— Exercise —
Rewrite the records from the start through the line containing "138 57 178 99", replacing "cockpit window" with "windshield" and keeping everything else unchanged.

— Materials provided —

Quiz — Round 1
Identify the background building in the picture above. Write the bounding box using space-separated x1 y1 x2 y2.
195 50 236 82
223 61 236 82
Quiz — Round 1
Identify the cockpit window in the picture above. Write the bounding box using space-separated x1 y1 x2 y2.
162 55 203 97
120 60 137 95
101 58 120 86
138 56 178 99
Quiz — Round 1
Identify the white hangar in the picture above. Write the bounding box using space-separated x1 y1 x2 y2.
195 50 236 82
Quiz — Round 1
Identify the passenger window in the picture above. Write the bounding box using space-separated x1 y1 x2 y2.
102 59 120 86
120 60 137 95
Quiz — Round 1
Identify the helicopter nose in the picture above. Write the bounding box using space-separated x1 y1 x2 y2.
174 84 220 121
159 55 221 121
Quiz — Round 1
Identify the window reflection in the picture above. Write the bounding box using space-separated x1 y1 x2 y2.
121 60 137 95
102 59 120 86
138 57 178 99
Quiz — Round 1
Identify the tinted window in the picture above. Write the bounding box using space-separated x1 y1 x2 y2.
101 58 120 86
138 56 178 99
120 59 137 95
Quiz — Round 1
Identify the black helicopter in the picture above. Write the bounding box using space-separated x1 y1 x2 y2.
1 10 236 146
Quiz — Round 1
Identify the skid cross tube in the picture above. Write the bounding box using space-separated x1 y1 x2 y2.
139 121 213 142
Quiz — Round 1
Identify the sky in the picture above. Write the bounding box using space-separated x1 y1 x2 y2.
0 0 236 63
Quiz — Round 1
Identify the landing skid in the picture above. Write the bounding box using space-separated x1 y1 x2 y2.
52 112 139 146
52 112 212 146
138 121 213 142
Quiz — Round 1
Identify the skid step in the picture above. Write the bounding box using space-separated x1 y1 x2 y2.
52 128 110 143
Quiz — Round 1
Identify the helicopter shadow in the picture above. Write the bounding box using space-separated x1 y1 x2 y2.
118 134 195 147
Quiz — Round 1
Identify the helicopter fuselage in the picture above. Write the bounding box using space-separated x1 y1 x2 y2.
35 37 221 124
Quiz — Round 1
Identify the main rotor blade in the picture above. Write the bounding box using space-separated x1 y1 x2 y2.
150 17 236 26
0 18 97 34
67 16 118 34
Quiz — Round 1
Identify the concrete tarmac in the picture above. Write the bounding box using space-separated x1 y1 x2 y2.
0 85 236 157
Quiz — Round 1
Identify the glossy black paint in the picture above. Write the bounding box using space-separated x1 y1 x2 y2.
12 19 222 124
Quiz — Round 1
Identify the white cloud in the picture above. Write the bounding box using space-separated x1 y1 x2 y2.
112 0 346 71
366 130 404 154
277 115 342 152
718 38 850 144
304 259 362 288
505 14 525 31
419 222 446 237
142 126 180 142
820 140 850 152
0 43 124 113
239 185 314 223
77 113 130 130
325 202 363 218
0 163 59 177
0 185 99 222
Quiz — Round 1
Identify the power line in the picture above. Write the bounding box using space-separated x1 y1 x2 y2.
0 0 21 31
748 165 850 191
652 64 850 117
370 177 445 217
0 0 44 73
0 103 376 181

— Complete response —
Quiz — Round 1
Identify the background building in the picture above. Write the bounding box using space-separated x1 y1 x2 y2.
195 50 236 82
223 61 236 82
Quiz — Round 1
Identify the windshield in the picture above. Write the bounding box using space-separated x1 y1 x2 y2.
162 55 203 97
120 60 137 95
101 58 120 86
138 56 178 99
Quiz — Round 1
Identify the white hangar in the picture above. Write the bounding box using space-separated x1 y1 x2 y2.
195 50 236 82
Quiz — Round 1
Identify the passenger window in the picture above. Write the bounding box using space-separated x1 y1 x2 y2.
102 59 120 86
120 60 137 95
Quiz — Round 1
Identify the helicopter nose in the picture above. Write the bounding box using space-separated x1 y1 x2 y2.
174 84 220 121
159 55 221 121
Quiz — Round 1
Identify the window reflection in the picture above. Write the bounding box using space-separated x1 y1 x2 y2.
121 60 137 95
102 59 120 86
138 57 178 99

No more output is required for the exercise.